Stored data entries:

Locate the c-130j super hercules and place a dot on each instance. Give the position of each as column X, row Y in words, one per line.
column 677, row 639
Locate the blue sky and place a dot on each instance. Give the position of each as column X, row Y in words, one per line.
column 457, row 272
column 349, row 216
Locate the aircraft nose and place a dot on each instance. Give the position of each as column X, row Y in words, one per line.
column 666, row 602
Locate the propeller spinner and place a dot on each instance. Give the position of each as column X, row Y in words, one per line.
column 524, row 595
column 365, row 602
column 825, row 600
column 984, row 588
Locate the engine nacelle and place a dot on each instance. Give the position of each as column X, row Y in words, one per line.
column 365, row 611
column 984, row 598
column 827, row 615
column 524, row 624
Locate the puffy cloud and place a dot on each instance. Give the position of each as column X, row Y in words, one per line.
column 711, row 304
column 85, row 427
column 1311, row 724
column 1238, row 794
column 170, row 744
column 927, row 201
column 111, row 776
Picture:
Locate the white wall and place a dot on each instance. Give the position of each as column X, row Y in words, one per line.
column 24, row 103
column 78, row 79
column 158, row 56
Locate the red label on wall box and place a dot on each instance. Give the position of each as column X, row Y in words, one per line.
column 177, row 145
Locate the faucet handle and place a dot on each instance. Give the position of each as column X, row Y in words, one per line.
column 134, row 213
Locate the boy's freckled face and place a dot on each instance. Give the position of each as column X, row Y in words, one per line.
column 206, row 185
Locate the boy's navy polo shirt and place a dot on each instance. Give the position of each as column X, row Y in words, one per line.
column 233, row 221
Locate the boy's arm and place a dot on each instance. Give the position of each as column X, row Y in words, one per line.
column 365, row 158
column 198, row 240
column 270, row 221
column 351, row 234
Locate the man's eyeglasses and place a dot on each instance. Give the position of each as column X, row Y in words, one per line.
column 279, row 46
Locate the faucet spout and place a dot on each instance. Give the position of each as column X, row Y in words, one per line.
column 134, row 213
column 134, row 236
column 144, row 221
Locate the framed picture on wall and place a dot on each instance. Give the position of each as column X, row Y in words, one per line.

* _Exercise objective_
Copy the rows above word for word, beginning with the line that has "Locate the aircraft" and stopping after the line that has "column 666, row 602".

* _Task answer_
Locate the aircraft nose and place a dot on each instance. Give the position of each as column X, row Y in words, one per line.
column 666, row 602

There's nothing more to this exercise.